PROBLEM TO SOLVE: Rewrite all of the material below as a numbered list, one line per item, without the blank lines and without the pictures.

DATA EXCERPTS:
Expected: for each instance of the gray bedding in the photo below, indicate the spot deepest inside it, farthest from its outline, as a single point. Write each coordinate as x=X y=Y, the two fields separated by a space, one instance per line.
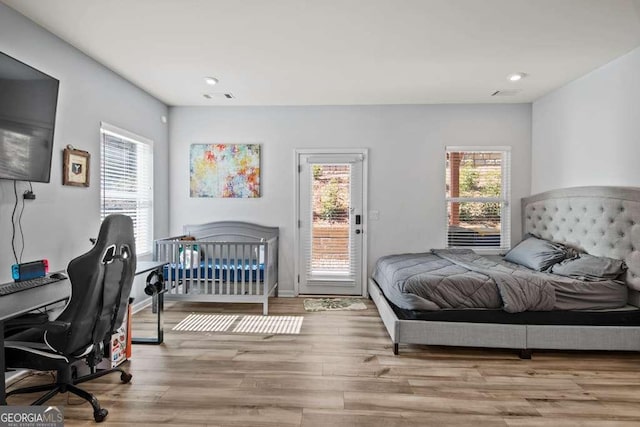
x=455 y=279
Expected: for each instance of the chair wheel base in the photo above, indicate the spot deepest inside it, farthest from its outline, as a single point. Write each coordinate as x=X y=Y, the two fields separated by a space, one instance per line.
x=100 y=415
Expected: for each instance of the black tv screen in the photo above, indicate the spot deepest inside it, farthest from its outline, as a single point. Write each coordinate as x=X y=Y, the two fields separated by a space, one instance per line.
x=28 y=100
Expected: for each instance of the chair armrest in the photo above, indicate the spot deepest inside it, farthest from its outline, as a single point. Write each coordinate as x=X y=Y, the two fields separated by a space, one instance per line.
x=55 y=326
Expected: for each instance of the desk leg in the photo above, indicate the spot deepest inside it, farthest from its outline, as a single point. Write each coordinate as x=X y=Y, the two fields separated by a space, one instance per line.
x=3 y=391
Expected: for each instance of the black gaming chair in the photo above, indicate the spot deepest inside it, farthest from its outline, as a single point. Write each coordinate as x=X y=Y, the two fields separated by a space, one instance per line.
x=101 y=282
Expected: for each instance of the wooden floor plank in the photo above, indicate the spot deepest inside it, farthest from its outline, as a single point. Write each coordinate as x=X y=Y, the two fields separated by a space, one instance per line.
x=341 y=371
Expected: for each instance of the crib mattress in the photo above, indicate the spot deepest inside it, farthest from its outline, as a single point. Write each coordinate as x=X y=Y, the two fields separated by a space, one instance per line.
x=218 y=269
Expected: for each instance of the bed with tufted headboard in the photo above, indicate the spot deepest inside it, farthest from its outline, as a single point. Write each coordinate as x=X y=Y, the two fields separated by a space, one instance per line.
x=599 y=221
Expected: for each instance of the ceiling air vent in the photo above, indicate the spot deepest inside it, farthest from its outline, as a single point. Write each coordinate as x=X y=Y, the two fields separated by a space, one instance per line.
x=506 y=92
x=218 y=95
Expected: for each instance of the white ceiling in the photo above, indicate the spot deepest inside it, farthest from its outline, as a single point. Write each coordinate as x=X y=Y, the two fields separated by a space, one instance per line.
x=331 y=52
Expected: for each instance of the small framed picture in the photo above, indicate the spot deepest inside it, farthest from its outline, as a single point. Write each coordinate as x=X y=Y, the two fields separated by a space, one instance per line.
x=75 y=167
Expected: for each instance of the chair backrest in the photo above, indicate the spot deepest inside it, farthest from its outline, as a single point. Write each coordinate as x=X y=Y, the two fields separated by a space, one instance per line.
x=101 y=281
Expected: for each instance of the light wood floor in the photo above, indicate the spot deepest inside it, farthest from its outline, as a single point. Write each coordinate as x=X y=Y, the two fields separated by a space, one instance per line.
x=341 y=371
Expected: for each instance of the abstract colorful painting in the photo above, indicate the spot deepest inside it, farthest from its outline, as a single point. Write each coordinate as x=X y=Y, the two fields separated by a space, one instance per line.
x=225 y=170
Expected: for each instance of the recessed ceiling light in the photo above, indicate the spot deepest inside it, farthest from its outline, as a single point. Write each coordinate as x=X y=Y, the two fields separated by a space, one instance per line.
x=516 y=76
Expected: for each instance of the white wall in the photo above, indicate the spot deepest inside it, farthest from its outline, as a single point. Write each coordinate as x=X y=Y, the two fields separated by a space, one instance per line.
x=406 y=164
x=588 y=132
x=58 y=224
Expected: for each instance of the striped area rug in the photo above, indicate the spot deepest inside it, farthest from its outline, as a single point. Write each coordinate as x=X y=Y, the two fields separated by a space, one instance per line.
x=233 y=323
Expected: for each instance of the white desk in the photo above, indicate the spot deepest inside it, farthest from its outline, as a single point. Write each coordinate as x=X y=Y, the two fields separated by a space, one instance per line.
x=22 y=302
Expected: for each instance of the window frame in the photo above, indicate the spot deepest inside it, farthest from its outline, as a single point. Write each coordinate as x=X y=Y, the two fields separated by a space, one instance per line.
x=146 y=247
x=504 y=199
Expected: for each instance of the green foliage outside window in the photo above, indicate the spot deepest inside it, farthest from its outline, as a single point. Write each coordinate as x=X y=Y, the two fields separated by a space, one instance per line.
x=473 y=184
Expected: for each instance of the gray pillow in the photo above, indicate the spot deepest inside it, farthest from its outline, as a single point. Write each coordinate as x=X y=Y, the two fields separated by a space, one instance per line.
x=590 y=268
x=536 y=254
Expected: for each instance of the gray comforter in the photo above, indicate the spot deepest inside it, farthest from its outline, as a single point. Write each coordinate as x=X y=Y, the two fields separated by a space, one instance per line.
x=454 y=279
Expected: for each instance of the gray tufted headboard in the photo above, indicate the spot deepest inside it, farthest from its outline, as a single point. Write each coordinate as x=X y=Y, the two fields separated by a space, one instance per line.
x=602 y=221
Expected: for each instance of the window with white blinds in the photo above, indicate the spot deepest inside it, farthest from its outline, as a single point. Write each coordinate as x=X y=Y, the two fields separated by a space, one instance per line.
x=126 y=175
x=478 y=197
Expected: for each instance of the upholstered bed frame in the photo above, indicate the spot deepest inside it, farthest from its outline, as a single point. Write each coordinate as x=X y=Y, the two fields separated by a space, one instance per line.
x=603 y=221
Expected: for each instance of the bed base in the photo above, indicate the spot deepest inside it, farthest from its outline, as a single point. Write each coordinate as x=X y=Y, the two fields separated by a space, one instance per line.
x=227 y=261
x=523 y=338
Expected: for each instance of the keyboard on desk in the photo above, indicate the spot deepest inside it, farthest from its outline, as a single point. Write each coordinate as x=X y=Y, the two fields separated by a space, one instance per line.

WORKED SOLUTION:
1. Expected: for each instance of the gray bedding in the photo below, indicate the spot deepest inside it, farthest from its outline, as a single point. Write each coordinate as x=X y=Y, the two fields separated by a space, one instance per line.
2. x=455 y=279
3. Expected: for each instance of the chair wheel base in the photo above, indicate the spot deepest inside it, farthest from its outline, as a single point. Write each coordinate as x=X y=Y, the two fields separated by a space, one instance per line.
4. x=100 y=415
5. Expected: for each instance of the black tv screen in the photo above, indicate the spot deepest inside it, farthest from its outline, as a single point. Write each coordinate as x=X y=Y, the two fields separated by a space, one instance per line.
6. x=28 y=100
7. Expected: for each instance of the chair armrest in the photo above, indicate the spot deepest inside it, farthest from its outline, as a single point. Write each coordinate as x=X y=Y, the two fields separated by a space, one instance per line.
8. x=55 y=326
9. Expected: for each instance of the desk leg in the photo above, indicate the spot deepest inside it, farthest from its outline, as a single point. Write each coordinate as x=X y=Y, the two fields separated by a space, one instance per line.
10. x=3 y=391
11. Expected: for each instance of the black gaming chair in the photo above, indicate the spot deepest inside it, farthest from its outline, as a single point. Write each coordinate as x=X y=Y, the two fields separated by a space, one instance per line.
12. x=101 y=282
13. Expected: for each instance of the wooden floor plank in the photo above, indicate the spot deepest inside it, farthest from its outline, as a single point. Write each coordinate as x=X y=Y, the two fields separated by a space, one instance per line.
14. x=341 y=371
15. Expected: for each instance of the crib mattress in the photo above, indicate the spot deepest inside it, farthest from its outline, as a single point. Write each coordinate as x=X y=Y, the two fields separated by a space, one instance per line.
16. x=218 y=269
17. Expected: for each instance of the bed with tufted headboard in the photo above, indicate the spot deepest inside it, farthest from its outline, as a single point. Write each coordinate as x=X y=Y, the two fields separated by a space, one instance per line.
18. x=599 y=221
19. Expected: for each instance of the ceiling air vent in the photo above, indicate the spot deepest inside it, farthest from its outline, as a single point. Write each coordinate as x=X y=Y, the two fields separated by a space, one instance per line.
20. x=506 y=92
21. x=218 y=95
22. Expected: for each instance of the white ceiling in the photo above, indicate the spot deepest inside it, farthest from its outline, as a single point. Write each coordinate as x=X y=Y, the two fields separated by a space, one instance per line.
23. x=331 y=52
24. Expected: for each instance of the small framed picture in the photo above, indicate the spot deepest inside it, farthest from its outline, as a single point. Write each coordinate as x=X y=Y, the two fields separated by a space, one instance per line.
25. x=75 y=167
26. Expected: for each instance of the chair backrest in the photo above, indicate the spot deepest inside it, farthest from its outline, as a single point. Write each coordinate as x=X y=Y, the two fields separated by a space, one instance per line.
27. x=101 y=281
28. Expected: for each instance of the light wood floor in the photo above, indicate the spot deepest inside it, farthest from its outline, as a single point. Write each coordinate as x=X y=Y, the two fields separated by a space, one instance per line.
29. x=341 y=371
30. Expected: for each instance of the abstract colorful painting in the photo above, indicate the spot deepest inside it, farthest from its outline, as a single point. Write each coordinate as x=X y=Y, the two fields separated by a space, one instance per line.
31. x=225 y=170
32. Expected: for each instance of the recessed ceiling light in the photo above, indicate the spot deepest inside it, farthest from its outline, as a single point. Write each coordinate as x=X y=Y, the two fields separated by a space, one instance per line.
33. x=516 y=76
34. Expected: for each instance of the white wall in the photo above, indicate the spot deepest inside it, farthest from its outline, as a single point. Write each coordinate as x=X y=Y, the two fields separated by a space, one instance per line.
35. x=406 y=164
36. x=588 y=132
37. x=58 y=224
38. Expected: for each instance of the striped area rug in the photo above, indicate the spot deepest inside it, farthest from its outline, as a single point. Write each coordinate as x=X y=Y, the two fields separated by a space, one instance per line.
39. x=233 y=323
40. Expected: for each instance of the white desk in the photo above, indicate the spot deepest inside it, farthest from its outline, as a single point. Write each coordinate as x=X y=Y, the two fields separated by a space, one instance per line.
41. x=22 y=302
42. Expected: for each instance of the window frame in the photo above, indicate the spot deepest inside it, farthest from its outline, as a single point. Write each coordinate as x=X y=Y, the two fields separated by a space, one instance per line.
43. x=146 y=247
44. x=504 y=199
45. Expected: for each instance of the green foliage outside window in the photo above, indicate the spot deepest inside it, farthest from its outline, as a single point. Write each coordinate as x=X y=Y, the two fields separated by a space, one instance per line.
46. x=473 y=184
47. Expected: for each instance of the gray pillow in the photo above, indicate the spot deepest inside it, farthest from its outline, as a single point. Write each coordinate as x=X y=Y, the two fields separated by a space, one instance per line.
48. x=590 y=268
49. x=536 y=254
50. Expected: for each instance of the gray comforter in the photo above, indicate the spot deepest inside it, farthest from its outline, as a single point. Write each coordinate as x=X y=Y, the two fields separated by a space, one instance per line.
51. x=454 y=279
52. Expected: for each instance of the gray tufted headboard in the photo above, indicate the spot deepest inside it, farthest from its outline, as a single point. Write each coordinate as x=X y=Y, the two fields separated by a space, one instance per line.
53. x=602 y=221
54. Expected: for each instance of the window with white blinds in the photo above, indicate the spot deepest inside it, farthest from its outline, as a single point. Write each coordinate as x=X y=Y, the two fields separated by a space, one instance per line.
55. x=126 y=175
56. x=478 y=197
57. Expected: for each instance of the upholstered bed frame in the photo above, indicate the spot deepest inside it, farthest from its outline, as a single point. Write each coordinate as x=X y=Y, the two fields separated by a space, one instance per line.
58. x=603 y=221
59. Expected: for each instance of the bed base in the photo above, indicate the spot deepest inside it, farthest from its outline, as a single point. Write each coordinate as x=X y=Y, the two fields separated by a space, one instance per line.
60. x=227 y=261
61. x=523 y=338
62. Expected: for each instance of the keyboard on desk in the photo above, indicate the spot deepest inside it, farthest from its outline, as a single point. Write each coordinate as x=X y=Y, the two fields separated by a space, one instance per line.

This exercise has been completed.